Segment Open
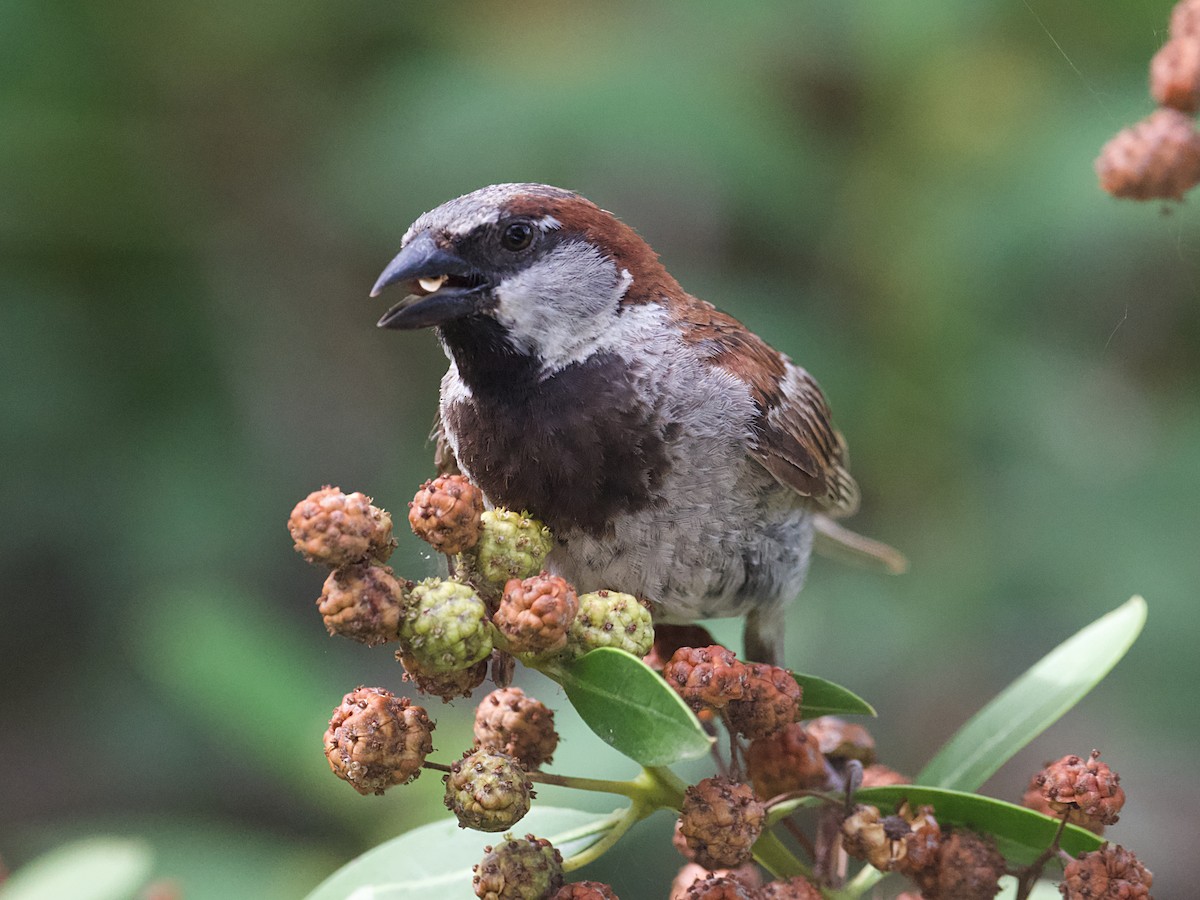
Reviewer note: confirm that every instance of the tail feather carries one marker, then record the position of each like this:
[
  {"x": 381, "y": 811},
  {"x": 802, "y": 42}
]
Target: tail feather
[{"x": 846, "y": 546}]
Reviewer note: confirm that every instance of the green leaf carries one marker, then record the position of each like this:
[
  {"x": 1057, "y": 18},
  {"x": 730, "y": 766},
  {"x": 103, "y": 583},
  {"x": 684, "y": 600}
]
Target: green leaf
[
  {"x": 1020, "y": 833},
  {"x": 1035, "y": 701},
  {"x": 822, "y": 697},
  {"x": 94, "y": 869},
  {"x": 630, "y": 707},
  {"x": 435, "y": 862}
]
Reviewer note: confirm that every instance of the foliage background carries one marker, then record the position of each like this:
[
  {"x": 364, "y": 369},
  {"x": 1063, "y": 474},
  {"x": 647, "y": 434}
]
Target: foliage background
[{"x": 196, "y": 198}]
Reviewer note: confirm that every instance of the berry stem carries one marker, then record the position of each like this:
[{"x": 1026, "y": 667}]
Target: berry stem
[
  {"x": 621, "y": 822},
  {"x": 774, "y": 856},
  {"x": 652, "y": 790},
  {"x": 1029, "y": 876}
]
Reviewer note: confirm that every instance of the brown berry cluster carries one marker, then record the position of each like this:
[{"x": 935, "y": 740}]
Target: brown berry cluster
[
  {"x": 946, "y": 865},
  {"x": 1085, "y": 790},
  {"x": 377, "y": 741},
  {"x": 755, "y": 700},
  {"x": 1159, "y": 156},
  {"x": 361, "y": 598}
]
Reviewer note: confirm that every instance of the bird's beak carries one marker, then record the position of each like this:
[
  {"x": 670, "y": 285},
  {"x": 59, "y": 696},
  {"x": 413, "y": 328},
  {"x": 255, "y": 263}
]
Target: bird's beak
[{"x": 444, "y": 287}]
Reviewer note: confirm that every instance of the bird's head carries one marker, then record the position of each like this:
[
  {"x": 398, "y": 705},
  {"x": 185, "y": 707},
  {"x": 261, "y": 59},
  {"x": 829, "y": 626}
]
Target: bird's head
[{"x": 525, "y": 276}]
Segment Closed
== PROBLEM REQUIREMENTS ==
After removing the pictures, repeat the remaining records exactly.

== ANSWER FOR THIS EXERCISE ==
Reviewer note: confirm that every instance of the tail feather carries one marker, then record the position of each like this:
[
  {"x": 381, "y": 811},
  {"x": 802, "y": 42}
]
Target: tail feather
[{"x": 846, "y": 546}]
Reviewer note: confirm that every instance of the green leaf carries one marker, then record the position of each like this:
[
  {"x": 1057, "y": 18},
  {"x": 730, "y": 766},
  {"x": 103, "y": 583},
  {"x": 684, "y": 600}
]
Target: green leaf
[
  {"x": 1020, "y": 833},
  {"x": 1035, "y": 701},
  {"x": 822, "y": 697},
  {"x": 94, "y": 869},
  {"x": 630, "y": 707},
  {"x": 435, "y": 862}
]
Reviewer note: confirm that every instance of the foliage background carries one marker, then record the position of each like this:
[
  {"x": 364, "y": 369},
  {"x": 1063, "y": 474},
  {"x": 647, "y": 434}
]
Target: foliage background
[{"x": 196, "y": 198}]
Reviewer note: confirm that every instance of the berry stem carries one marker, then record the position of each like this:
[{"x": 1026, "y": 667}]
Target: berry stem
[
  {"x": 621, "y": 822},
  {"x": 774, "y": 856},
  {"x": 652, "y": 790},
  {"x": 1029, "y": 876}
]
Reviewer note: confirm that every instance of the brown berry cluster carries one marker, then record the position of each like this:
[{"x": 935, "y": 740}]
Target: brown berry cluster
[
  {"x": 946, "y": 865},
  {"x": 1085, "y": 790},
  {"x": 377, "y": 741},
  {"x": 755, "y": 700},
  {"x": 1159, "y": 156},
  {"x": 361, "y": 598}
]
Reviewer note: confirm that every instance of the bird's beak carries one marker, then record the position of each like this:
[
  {"x": 670, "y": 285},
  {"x": 59, "y": 696},
  {"x": 413, "y": 328},
  {"x": 255, "y": 263}
]
Target: bird's beak
[{"x": 444, "y": 287}]
Reviewer note: confirm that every instance of the bird's head carries one marker, then record the position of each like this:
[
  {"x": 398, "y": 705},
  {"x": 185, "y": 707},
  {"x": 261, "y": 59},
  {"x": 829, "y": 626}
]
Target: bird's head
[{"x": 525, "y": 276}]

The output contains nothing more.